● **Records provided**:
☆ ☆ ☆

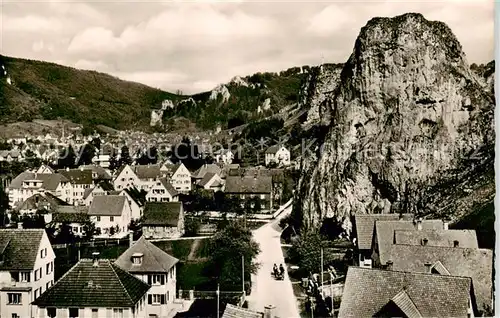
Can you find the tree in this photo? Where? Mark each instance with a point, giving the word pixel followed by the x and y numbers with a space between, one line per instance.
pixel 226 250
pixel 125 158
pixel 67 158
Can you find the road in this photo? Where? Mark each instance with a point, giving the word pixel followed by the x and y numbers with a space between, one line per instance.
pixel 265 289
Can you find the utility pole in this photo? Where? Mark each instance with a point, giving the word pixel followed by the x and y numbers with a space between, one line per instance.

☆ ☆ ☆

● **Task prompt**: Rewrite the records from their first line through the line that contains "pixel 265 289", changing "photo" to "image" and keeping everything else the same. Leave the pictures out of your answer.

● **Exercise answer**:
Can you find the tree in this image? Where? Mark each instance with a point, giving the word pixel followed by the x and y numbers with a space between, one line per instance.
pixel 226 250
pixel 125 158
pixel 67 158
Can you find the road in this image? Where? Mark each instance with a point, giving the word pixel followed by the x and y numbers with a space between, one line per instance.
pixel 265 289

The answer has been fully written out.